___ PASSAGE
Higher Walton murder: Trial of Lee Tipping draws to an end as jurors retire to consider verdict

Jurors in the case of murder accused Lee Tipping have retired to consider their verdict.

By Wes Holmes
Tuesday, 28th June 2022, 3:45 pm
Updated Tuesday, 28th June 2022, 3:55 pm

Tipping, 36, stabbed his dad Anthony Tipping and mum Patricia Livesey to death at their Cann Bridge Street home in Higher Walton in the early hours of November 20 2021, just 40 minutes after the couple returned from a night out.

Tipping, who admits manslaughter but denies murder, claims he acted in self defence when he stabbed his father 165 times, as the 60-year-old had attacked him with the knife first before he managed to disarm him.

Victims Patricia Livesey and Anthony Tipping

Summing up the case at Preston Crown Court today (June 28) Judge Sir Julian Goose said: “On that day, Patricia and Anthony went to the pub. Usually they went out on a Saturday, but it was a Friday. The defendant was going to go to the gym, but after they went decided to call for a pizza and went to the bedroom. The door was on its last legs and he broke it trying to get in. He decided to be honest and tell Anthony about it. He was worried about his reaction.

"He called at and told him about it. Anthony said ‘you’ve had it’. The defendant said Anthony was getting mad, and the defendant wanted to calm him down.”
______
___ DATA FOR ANALYSIS
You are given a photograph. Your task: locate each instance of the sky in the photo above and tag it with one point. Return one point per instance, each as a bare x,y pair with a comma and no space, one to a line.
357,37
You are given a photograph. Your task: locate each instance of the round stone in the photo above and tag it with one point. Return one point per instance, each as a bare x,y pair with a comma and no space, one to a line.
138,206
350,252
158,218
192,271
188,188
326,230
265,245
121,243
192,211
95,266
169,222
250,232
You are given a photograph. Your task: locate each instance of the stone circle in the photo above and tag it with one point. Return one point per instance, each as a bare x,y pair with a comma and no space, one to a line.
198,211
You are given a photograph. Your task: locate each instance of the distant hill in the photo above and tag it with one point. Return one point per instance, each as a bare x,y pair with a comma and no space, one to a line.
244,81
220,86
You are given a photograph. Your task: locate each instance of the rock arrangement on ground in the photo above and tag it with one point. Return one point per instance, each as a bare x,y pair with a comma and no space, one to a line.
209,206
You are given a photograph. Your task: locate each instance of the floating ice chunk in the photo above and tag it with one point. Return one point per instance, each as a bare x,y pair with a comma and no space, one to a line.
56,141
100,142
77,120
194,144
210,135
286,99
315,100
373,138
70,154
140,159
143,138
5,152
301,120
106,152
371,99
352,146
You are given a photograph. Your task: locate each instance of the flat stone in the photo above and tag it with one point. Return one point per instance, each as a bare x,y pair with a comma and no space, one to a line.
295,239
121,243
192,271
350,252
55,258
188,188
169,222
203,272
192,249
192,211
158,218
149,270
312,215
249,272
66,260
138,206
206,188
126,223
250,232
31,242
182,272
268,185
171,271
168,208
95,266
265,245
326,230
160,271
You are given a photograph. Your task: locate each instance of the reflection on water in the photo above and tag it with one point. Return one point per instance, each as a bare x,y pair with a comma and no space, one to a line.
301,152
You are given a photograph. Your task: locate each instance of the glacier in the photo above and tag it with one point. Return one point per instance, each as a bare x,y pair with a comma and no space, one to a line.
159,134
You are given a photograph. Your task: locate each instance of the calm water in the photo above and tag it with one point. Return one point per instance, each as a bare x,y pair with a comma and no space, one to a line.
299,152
______
APPLY WHAT YOU READ:
1) Answer these questions from the trial article:
(a) How old is Lee Tipping?
(b) At which court was the case summed up?
(c) How many times did Tipping stab his father?
2) Copy word for word the part of the trial article starting at "Tipping, 36, stabbed" and ending at "a night out.".
The material above has no connection to the trial article.

RESULTS FOR THE EXERCISE:
1)
(a) 36
(b) Preston Crown Court
(c) 165 times

2)
Tipping, 36, stabbed his dad Anthony Tipping and mum Patricia Livesey to death at their Cann Bridge Street home in Higher Walton in the early hours of November 20 2021, just 40 minutes after the couple returned from a night out.